*** SOURCE EXTRACT ***

Essential Functions of Dental Hygienists

Essential Career Functions

The Dixie State University Dental Hygiene Program prepares students for safe and competent general practice in the dental hygiene profession. Each program candidate must be able to meet or perform the following essential career functions with or without reasonable accommodation.

Cognition & Communication

  • Active Learning:  Goes beyond superficial memorization to understand the implications of new information for both current and future decisions.
  • Active Listening:  Give full attention to understand others, ask questions as appropriate, and offer appropriate feedback based on auditory information.
  • Problem Solving: Use reasoning to evaluate and incorporate learned material and apply concepts to new problems and unanticipated complications in a realistic way.
  • Synthesis of Learning: Combine classroom and laboratory learning into safe and competent clinical practice. Participate and contribute to the learning environment.
  • Attention to Detail: Observe patients to gain information for patient history, perform an accurate patient assessment, and focus treatment plan on preventative therapies.
  • Time Management:  Completing tasks including safe and complete patient treatment in a reasonable amount of time; plans ahead to make better use of treatment time.
  • Oral Communication:  Talking to others to convey information effectively including teaching patients about at home oral care and conversing with classmates and instructors.
  • Written Communication: Effectively express thoughts and actions via writing assignments and patient chart notes using appropriate vocabulary.
  • Emotional Health: Mental awareness to exercise good judgement, develop appropriate relationships with others, and communicate effectively in times of stress or anxiety.

*** RECORD SET ***

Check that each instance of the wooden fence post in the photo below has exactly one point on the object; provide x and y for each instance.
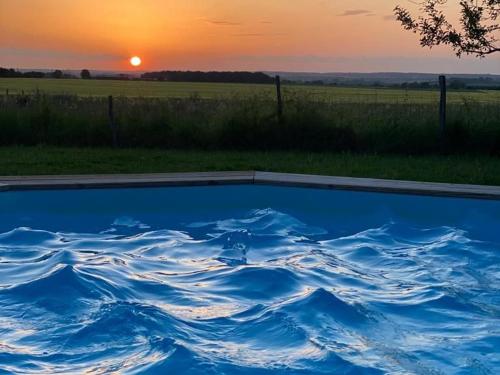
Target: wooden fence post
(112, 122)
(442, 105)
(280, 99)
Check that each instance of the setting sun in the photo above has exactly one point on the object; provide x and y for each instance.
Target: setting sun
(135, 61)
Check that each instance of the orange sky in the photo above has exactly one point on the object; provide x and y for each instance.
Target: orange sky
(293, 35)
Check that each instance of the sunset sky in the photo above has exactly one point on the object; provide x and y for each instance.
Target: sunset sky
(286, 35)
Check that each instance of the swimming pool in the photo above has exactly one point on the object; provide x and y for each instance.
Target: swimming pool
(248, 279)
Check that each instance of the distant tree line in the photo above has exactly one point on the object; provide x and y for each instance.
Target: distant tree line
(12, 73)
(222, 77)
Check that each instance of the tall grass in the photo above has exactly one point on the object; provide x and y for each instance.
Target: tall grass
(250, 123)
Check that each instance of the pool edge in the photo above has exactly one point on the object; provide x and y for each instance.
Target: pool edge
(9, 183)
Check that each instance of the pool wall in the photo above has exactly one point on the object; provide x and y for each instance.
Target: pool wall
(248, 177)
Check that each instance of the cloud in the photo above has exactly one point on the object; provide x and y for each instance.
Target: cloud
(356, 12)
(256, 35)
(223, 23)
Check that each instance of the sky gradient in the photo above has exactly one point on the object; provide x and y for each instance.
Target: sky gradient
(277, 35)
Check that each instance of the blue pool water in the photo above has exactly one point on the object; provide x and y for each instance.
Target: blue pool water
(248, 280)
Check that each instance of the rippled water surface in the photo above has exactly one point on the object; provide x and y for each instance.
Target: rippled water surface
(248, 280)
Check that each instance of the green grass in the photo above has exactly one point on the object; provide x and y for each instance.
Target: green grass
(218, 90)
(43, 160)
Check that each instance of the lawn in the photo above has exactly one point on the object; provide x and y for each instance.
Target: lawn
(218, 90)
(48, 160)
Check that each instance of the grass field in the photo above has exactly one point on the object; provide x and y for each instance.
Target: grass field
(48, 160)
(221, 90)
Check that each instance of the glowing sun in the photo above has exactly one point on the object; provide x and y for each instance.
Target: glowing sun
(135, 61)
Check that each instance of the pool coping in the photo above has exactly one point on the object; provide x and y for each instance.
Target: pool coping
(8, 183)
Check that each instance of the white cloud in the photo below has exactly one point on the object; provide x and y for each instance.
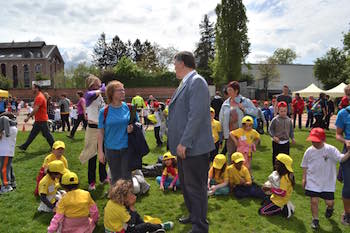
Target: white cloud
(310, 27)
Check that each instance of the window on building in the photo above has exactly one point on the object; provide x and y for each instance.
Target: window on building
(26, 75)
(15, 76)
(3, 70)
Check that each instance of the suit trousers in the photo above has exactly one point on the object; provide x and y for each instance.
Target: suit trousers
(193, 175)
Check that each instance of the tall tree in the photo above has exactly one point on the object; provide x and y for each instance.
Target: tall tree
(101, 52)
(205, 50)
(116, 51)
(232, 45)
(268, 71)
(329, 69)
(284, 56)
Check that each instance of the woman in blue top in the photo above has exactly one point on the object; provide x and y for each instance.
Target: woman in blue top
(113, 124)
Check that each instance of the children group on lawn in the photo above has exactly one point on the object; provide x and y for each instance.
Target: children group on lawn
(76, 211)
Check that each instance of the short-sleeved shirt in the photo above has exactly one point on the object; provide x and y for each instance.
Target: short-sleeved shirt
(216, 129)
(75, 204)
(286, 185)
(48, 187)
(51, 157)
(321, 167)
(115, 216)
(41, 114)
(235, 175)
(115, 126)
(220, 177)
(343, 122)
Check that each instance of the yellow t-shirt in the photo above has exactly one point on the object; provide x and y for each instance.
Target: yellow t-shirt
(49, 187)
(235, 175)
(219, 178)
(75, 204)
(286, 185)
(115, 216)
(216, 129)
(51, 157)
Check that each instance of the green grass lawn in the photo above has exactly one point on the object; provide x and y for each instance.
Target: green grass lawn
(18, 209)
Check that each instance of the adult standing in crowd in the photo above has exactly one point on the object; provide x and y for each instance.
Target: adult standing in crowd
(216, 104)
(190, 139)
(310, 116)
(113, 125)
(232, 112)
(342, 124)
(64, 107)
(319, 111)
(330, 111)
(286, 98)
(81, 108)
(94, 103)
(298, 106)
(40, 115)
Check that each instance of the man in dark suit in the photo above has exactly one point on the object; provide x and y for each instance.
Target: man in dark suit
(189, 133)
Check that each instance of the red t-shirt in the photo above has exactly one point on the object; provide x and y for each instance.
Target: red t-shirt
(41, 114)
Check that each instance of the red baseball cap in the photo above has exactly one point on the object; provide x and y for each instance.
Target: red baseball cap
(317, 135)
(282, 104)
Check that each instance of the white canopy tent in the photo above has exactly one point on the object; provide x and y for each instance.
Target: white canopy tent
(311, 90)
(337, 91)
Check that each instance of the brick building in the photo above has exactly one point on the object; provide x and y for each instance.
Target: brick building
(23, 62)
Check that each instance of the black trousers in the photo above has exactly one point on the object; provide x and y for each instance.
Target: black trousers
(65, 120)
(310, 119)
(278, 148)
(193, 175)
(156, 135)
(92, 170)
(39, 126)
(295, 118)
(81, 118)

***

● EXERCISE AIM
Extend the dental hygienist essential-functions text from the point where it stops. You can leave the saved entries aside; none of the work depends on them.

● WRITTEN ANSWER
  • Critical Thinking: Solve problems rapidly, consider alternatives, and make decisions independently for managing or intervening in the care of a patient.

Sensory & Motor Skills

  • Visual Perception: Identify precise details at close range (2-3 mm) to safely assess and perform oral care. Current visual acuity is excellent or correctable. Recent eye exam highly recommended.
  • Auditory Perception:  Ability to listen to spoken communication, hear normal conversations, and monitor audible alarms.
  • Hand & Finger Dexterity:  Ability to perform precisely coordinated fine muscle movements of one or both hands to grasp, manipulate, or assemble very small objects.
  • Motor Skills: Using both hands independently, manipulate dental instruments in class, laboratory, and clinic for extended periods.
  • Body Posture: Ambulatory capability sufficient to maintain stable and proper sitting position for patient treatment including repetitious/strenuous neck, back, arm, hand, and finger motions.

Additional Expectations
  • Dental Patient:  Students are required to be patients for fellow classmates, which includes the inherent benefits and risks of dental treatment.
  • Photographs:  Students will be photographed at various times throughout the academic program. Photos may be used for advertising purposes.